Spatial localization data

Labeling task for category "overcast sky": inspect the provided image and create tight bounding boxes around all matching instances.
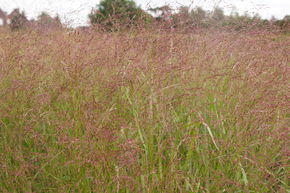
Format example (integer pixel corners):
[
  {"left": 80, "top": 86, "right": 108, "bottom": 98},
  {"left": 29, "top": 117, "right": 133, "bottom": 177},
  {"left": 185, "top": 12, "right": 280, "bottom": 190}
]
[{"left": 0, "top": 0, "right": 289, "bottom": 27}]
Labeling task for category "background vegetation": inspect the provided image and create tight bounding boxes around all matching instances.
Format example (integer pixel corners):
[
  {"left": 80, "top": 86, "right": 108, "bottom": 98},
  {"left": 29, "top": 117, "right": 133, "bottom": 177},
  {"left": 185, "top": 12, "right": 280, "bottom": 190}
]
[
  {"left": 88, "top": 0, "right": 151, "bottom": 31},
  {"left": 5, "top": 0, "right": 290, "bottom": 32},
  {"left": 0, "top": 0, "right": 289, "bottom": 192}
]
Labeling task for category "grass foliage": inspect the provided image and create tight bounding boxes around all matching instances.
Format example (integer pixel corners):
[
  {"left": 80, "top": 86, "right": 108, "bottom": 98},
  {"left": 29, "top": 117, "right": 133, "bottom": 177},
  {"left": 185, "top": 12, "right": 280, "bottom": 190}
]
[{"left": 0, "top": 27, "right": 289, "bottom": 192}]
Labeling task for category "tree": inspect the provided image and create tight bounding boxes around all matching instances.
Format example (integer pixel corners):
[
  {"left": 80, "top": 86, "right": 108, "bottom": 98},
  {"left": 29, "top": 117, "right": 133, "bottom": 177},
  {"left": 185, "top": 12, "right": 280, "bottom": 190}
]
[
  {"left": 274, "top": 15, "right": 290, "bottom": 31},
  {"left": 88, "top": 0, "right": 148, "bottom": 30},
  {"left": 283, "top": 15, "right": 290, "bottom": 21},
  {"left": 9, "top": 9, "right": 28, "bottom": 31},
  {"left": 37, "top": 12, "right": 62, "bottom": 28},
  {"left": 173, "top": 6, "right": 191, "bottom": 26},
  {"left": 38, "top": 12, "right": 54, "bottom": 25},
  {"left": 212, "top": 7, "right": 225, "bottom": 21},
  {"left": 191, "top": 7, "right": 206, "bottom": 21}
]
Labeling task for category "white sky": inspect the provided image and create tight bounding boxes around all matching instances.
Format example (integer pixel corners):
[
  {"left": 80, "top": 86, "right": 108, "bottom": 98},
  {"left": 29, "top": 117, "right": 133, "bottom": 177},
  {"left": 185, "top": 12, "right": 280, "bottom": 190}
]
[{"left": 0, "top": 0, "right": 289, "bottom": 27}]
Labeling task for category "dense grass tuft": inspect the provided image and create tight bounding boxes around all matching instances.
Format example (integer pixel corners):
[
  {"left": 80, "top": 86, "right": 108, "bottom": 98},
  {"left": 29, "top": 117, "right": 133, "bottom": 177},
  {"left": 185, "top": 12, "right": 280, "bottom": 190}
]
[{"left": 0, "top": 27, "right": 289, "bottom": 192}]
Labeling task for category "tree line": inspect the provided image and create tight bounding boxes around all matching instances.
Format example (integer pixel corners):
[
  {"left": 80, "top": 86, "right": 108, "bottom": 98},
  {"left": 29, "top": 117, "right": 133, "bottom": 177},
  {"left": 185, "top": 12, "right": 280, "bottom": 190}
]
[
  {"left": 2, "top": 0, "right": 290, "bottom": 32},
  {"left": 88, "top": 0, "right": 289, "bottom": 31},
  {"left": 0, "top": 8, "right": 62, "bottom": 31}
]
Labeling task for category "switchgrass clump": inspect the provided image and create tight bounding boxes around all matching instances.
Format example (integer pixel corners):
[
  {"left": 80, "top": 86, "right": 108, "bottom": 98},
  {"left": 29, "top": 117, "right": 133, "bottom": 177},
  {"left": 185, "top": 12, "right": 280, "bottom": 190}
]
[{"left": 0, "top": 27, "right": 289, "bottom": 192}]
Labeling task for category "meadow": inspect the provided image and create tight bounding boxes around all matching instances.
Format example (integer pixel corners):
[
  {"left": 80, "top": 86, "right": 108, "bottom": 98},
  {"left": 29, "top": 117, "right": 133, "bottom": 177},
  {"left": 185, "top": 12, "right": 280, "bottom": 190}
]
[{"left": 0, "top": 27, "right": 289, "bottom": 192}]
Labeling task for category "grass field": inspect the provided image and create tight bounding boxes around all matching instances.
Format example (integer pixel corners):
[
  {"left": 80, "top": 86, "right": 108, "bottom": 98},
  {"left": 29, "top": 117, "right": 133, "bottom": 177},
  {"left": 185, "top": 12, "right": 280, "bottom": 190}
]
[{"left": 0, "top": 28, "right": 289, "bottom": 192}]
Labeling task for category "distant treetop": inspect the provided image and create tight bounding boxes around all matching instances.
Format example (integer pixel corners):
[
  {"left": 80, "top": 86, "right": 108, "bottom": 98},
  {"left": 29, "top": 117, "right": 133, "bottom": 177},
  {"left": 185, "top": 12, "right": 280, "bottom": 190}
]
[{"left": 88, "top": 0, "right": 151, "bottom": 31}]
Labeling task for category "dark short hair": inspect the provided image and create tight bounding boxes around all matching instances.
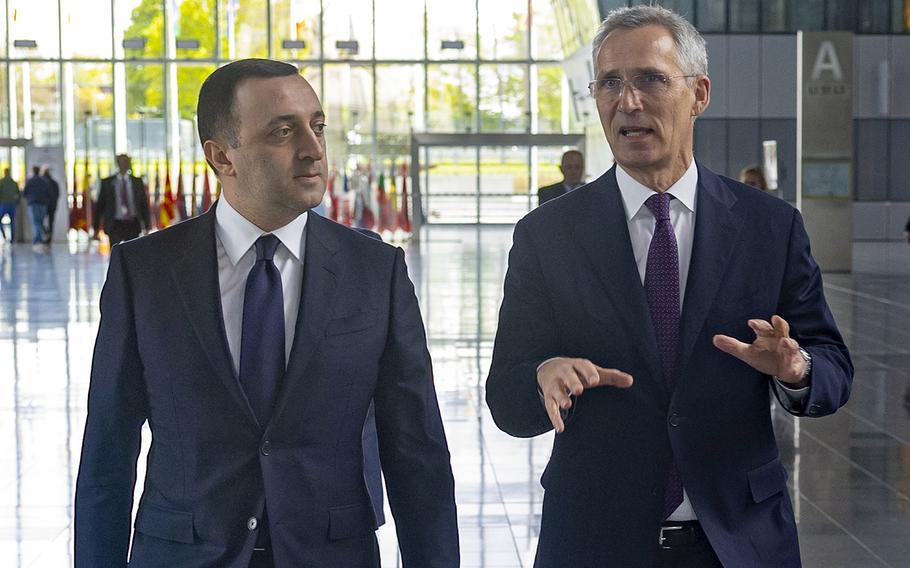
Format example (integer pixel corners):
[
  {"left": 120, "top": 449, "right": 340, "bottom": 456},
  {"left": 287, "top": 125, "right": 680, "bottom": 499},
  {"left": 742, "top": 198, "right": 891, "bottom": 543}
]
[{"left": 196, "top": 58, "right": 299, "bottom": 151}]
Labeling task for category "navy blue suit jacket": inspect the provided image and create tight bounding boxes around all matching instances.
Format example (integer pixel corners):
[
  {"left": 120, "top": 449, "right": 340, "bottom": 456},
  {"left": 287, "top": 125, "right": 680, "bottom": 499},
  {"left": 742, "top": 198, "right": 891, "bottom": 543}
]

ACTIVITY: The answer must be the entries above, printed exactly, with no pictures.

RESULT FOR THIS TASK:
Labeling task for category "overcast sky": inspect the provided image and create tight bounding boxes around all matching instances.
Format example (integer pixel corners):
[
  {"left": 80, "top": 86, "right": 108, "bottom": 98},
  {"left": 29, "top": 117, "right": 133, "bottom": 177},
  {"left": 185, "top": 12, "right": 280, "bottom": 190}
]
[{"left": 0, "top": 0, "right": 289, "bottom": 27}]
Labeling task for category "background vegetation": inspect the provided image and create tight bounding boxes around all matching instances.
Format example (integer pixel corners):
[
  {"left": 80, "top": 86, "right": 108, "bottom": 98},
  {"left": 29, "top": 117, "right": 133, "bottom": 177},
  {"left": 185, "top": 12, "right": 280, "bottom": 190}
]
[
  {"left": 88, "top": 0, "right": 151, "bottom": 31},
  {"left": 5, "top": 0, "right": 290, "bottom": 32},
  {"left": 0, "top": 0, "right": 289, "bottom": 192}
]
Labeling task for category "grass foliage": inspect the provided image and create tight bounding boxes around all matching instances.
Format example (integer pixel corners):
[
  {"left": 80, "top": 86, "right": 108, "bottom": 98},
  {"left": 29, "top": 117, "right": 133, "bottom": 177},
  {"left": 185, "top": 12, "right": 280, "bottom": 190}
]
[{"left": 0, "top": 27, "right": 289, "bottom": 192}]
Labeling task for category "tree": inspect the provided image and create tight bounding boxes around all matching instances.
Format example (integer pixel corners):
[
  {"left": 80, "top": 86, "right": 108, "bottom": 98},
  {"left": 29, "top": 117, "right": 133, "bottom": 177},
  {"left": 185, "top": 12, "right": 280, "bottom": 190}
]
[
  {"left": 274, "top": 15, "right": 290, "bottom": 31},
  {"left": 88, "top": 0, "right": 148, "bottom": 30},
  {"left": 283, "top": 15, "right": 290, "bottom": 21},
  {"left": 9, "top": 9, "right": 28, "bottom": 31},
  {"left": 37, "top": 12, "right": 62, "bottom": 28},
  {"left": 173, "top": 6, "right": 191, "bottom": 26},
  {"left": 38, "top": 12, "right": 54, "bottom": 25},
  {"left": 212, "top": 7, "right": 225, "bottom": 21},
  {"left": 191, "top": 7, "right": 206, "bottom": 21}
]
Labeling task for category "white sky": inspect the provided image and create tight bounding boxes around all matching instances.
Format example (integer pixel corners):
[
  {"left": 80, "top": 86, "right": 108, "bottom": 98},
  {"left": 29, "top": 117, "right": 133, "bottom": 177},
  {"left": 185, "top": 12, "right": 280, "bottom": 190}
]
[{"left": 0, "top": 0, "right": 289, "bottom": 27}]
Labeling task for category "dense grass tuft": inspect the provided image and create tight bounding boxes around all matching instances.
Format example (integer pixel corners):
[
  {"left": 80, "top": 86, "right": 108, "bottom": 98},
  {"left": 29, "top": 117, "right": 133, "bottom": 177},
  {"left": 185, "top": 12, "right": 280, "bottom": 190}
]
[{"left": 0, "top": 27, "right": 289, "bottom": 192}]
Labeling task for category "tree line": inspect the provided image and create tight bounding boxes around all matching instances.
Format example (integer pixel corners):
[
  {"left": 80, "top": 86, "right": 108, "bottom": 98},
  {"left": 29, "top": 117, "right": 133, "bottom": 177},
  {"left": 185, "top": 12, "right": 280, "bottom": 190}
]
[
  {"left": 2, "top": 0, "right": 290, "bottom": 32},
  {"left": 88, "top": 0, "right": 289, "bottom": 31},
  {"left": 0, "top": 8, "right": 62, "bottom": 31}
]
Labeling task for category "switchgrass clump": inspect the provided image and create tight bounding boxes around all matching instances.
Format example (integer pixel corners):
[
  {"left": 80, "top": 86, "right": 108, "bottom": 98},
  {"left": 29, "top": 117, "right": 133, "bottom": 177},
  {"left": 185, "top": 12, "right": 280, "bottom": 190}
]
[{"left": 0, "top": 27, "right": 289, "bottom": 192}]
Labeling task for category "meadow": inspect the provided image and create tight bounding boxes around all matching instances.
Format example (integer pixel corners):
[
  {"left": 80, "top": 86, "right": 108, "bottom": 98},
  {"left": 29, "top": 117, "right": 133, "bottom": 177},
  {"left": 185, "top": 12, "right": 280, "bottom": 190}
]
[{"left": 0, "top": 27, "right": 289, "bottom": 192}]
Labeling task for category "grass field": inspect the provided image and create tight bounding boxes around all matching instances.
Format example (integer pixel corners):
[
  {"left": 80, "top": 86, "right": 108, "bottom": 98},
  {"left": 29, "top": 117, "right": 133, "bottom": 177},
  {"left": 185, "top": 12, "right": 280, "bottom": 190}
]
[{"left": 0, "top": 28, "right": 289, "bottom": 192}]
Labeling task for category "distant treetop": inspect the provided image and create tight bounding boxes around all matching instances.
Format example (integer pixel corners):
[
  {"left": 80, "top": 86, "right": 108, "bottom": 98},
  {"left": 29, "top": 117, "right": 133, "bottom": 177},
  {"left": 185, "top": 12, "right": 280, "bottom": 190}
]
[{"left": 88, "top": 0, "right": 151, "bottom": 31}]
Labeling task for category "dark short hair": inspect the provided image and create tight bounding boxes around all matching instances.
Format example (integer pixel corners):
[
  {"left": 120, "top": 449, "right": 340, "bottom": 456},
  {"left": 287, "top": 125, "right": 680, "bottom": 499},
  {"left": 742, "top": 198, "right": 891, "bottom": 543}
]
[{"left": 196, "top": 58, "right": 299, "bottom": 151}]
Labeling task for category "navy blue suit jacket": inspect the provided image and create tight bounding boxes around all matching instances.
Format example (integer pixel corners):
[
  {"left": 120, "top": 449, "right": 340, "bottom": 456},
  {"left": 287, "top": 125, "right": 680, "bottom": 499},
  {"left": 742, "top": 198, "right": 891, "bottom": 543}
]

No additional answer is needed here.